**Text provided**
::::::::

The Combat Veteran & PTSD was written by my friend Francis Resta. He was a WWII combat veteran — was in Europe and Japan. The book is easy to read– conversational. It felt like I was having a solid chat with my friend– it is comforting to know that I have some of Francis’s language here to sit quietly with whenever I might want to listen to him.
Much of the book reiterated our conversations on the radio as well as off the air. Francis was an anti-war, anti-gun, anti-military veteran who was one of the few people I’ve known who can say with experience that war is never worth the cost. Francis reaffirmed my perspectives on many things — especially the importance and value of children.
In the book, Francis breaks down different aspects of how the combat veteran develops an angry personality that may not have always been there, and how the military reinforces anger and violence in soldiers such that they are forever changed. When they return to society, they feel left out and isolated– like they are from another dimension, because they are. Francis describes living as two people at the same time– the one in civilian society, and the one at war. We learn in detail how soldiers were left on their own to make decisions within their smaller groups, which contributed to their violence, rape and pillage of Europe over WWII as well as the kind of destruction that continues to take place in wars throughout the world today. Coming back to ‘civil society’ combat veterans can no longer take what they want, sleep wherever and whenever they are tired, and should engage in proper hygiene.
Francis explains how PTSD manifests in the veteran and what the symptoms are. I think many of us are familiar with the general idea, so I will not go into detail here. Francis talked about his PTSD openly and the book encourages all of us to accept and invite veterans into our lives despite their condition. He reminds us that our own tax dollars pay for the production of such traumatized individuals.
Francis mentions homeless and starving children in the book, as well as the impacts of PTSD in the combat veteran on children and the family. While it took him a long time to find the words and admit his faults in his own personal life, I think this book represents not only a great exhibition into the mind of a combat veteran but also the battle cry for how our own trauma, sadness and loss impacts the people around us. Combat veterans reverberate trauma and carry stories of horror we will never know, hopefully.
The book is a bit dated, but we also are informed about lots of resources available to the veteran for help with PTSD among other things.
This short book is worth reading if you’d like to learn about the mind of a combat veteran from the perspective of one who was on the front lines of the Battle on the Rhine.

::::::::

**Supplied material**
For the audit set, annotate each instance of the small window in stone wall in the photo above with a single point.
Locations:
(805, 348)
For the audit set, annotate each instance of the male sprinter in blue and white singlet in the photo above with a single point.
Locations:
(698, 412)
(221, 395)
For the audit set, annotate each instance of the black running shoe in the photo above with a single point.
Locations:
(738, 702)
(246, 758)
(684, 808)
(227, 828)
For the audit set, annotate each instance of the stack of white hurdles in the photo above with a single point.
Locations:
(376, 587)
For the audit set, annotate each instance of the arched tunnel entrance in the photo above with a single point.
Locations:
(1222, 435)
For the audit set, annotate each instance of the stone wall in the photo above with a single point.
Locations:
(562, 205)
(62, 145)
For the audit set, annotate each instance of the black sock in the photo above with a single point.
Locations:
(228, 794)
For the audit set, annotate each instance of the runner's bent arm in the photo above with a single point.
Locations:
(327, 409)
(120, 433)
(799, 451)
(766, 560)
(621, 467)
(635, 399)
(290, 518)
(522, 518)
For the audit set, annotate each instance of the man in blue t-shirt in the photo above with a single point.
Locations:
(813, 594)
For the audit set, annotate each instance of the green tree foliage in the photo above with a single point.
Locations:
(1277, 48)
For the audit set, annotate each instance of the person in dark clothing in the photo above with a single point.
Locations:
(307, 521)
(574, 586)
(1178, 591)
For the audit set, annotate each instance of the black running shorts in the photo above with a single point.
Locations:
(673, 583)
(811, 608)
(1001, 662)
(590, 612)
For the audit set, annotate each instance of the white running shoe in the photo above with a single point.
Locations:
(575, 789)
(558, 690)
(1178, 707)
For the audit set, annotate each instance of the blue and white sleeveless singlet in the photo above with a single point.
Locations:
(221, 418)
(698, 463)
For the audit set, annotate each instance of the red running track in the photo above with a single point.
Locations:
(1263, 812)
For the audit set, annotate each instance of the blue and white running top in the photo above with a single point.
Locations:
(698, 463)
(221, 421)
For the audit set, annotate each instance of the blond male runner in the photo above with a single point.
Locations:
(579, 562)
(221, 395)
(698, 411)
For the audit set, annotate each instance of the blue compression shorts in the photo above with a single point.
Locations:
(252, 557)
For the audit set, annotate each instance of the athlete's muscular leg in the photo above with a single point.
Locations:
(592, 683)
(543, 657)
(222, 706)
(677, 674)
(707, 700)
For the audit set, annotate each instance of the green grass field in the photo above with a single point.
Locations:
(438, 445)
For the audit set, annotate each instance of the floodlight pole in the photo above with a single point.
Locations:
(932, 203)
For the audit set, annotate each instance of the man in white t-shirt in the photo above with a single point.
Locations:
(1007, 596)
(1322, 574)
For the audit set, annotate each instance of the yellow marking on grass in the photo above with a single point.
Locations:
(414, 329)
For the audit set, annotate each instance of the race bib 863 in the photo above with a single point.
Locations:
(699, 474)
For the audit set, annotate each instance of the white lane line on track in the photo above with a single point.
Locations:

::::::::

**Work request**
Copy word for word the part of the review that runs from "Francis mentions homeless" up to and including "among other things.".

**Output of the exercise**
Francis mentions homeless and starving children in the book, as well as the impacts of PTSD in the combat veteran on children and the family. While it took him a long time to find the words and admit his faults in his own personal life, I think this book represents not only a great exhibition into the mind of a combat veteran but also the battle cry for how our own trauma, sadness and loss impacts the people around us. Combat veterans reverberate trauma and carry stories of horror we will never know, hopefully.
The book is a bit dated, but we also are informed about lots of resources available to the veteran for help with PTSD among other things.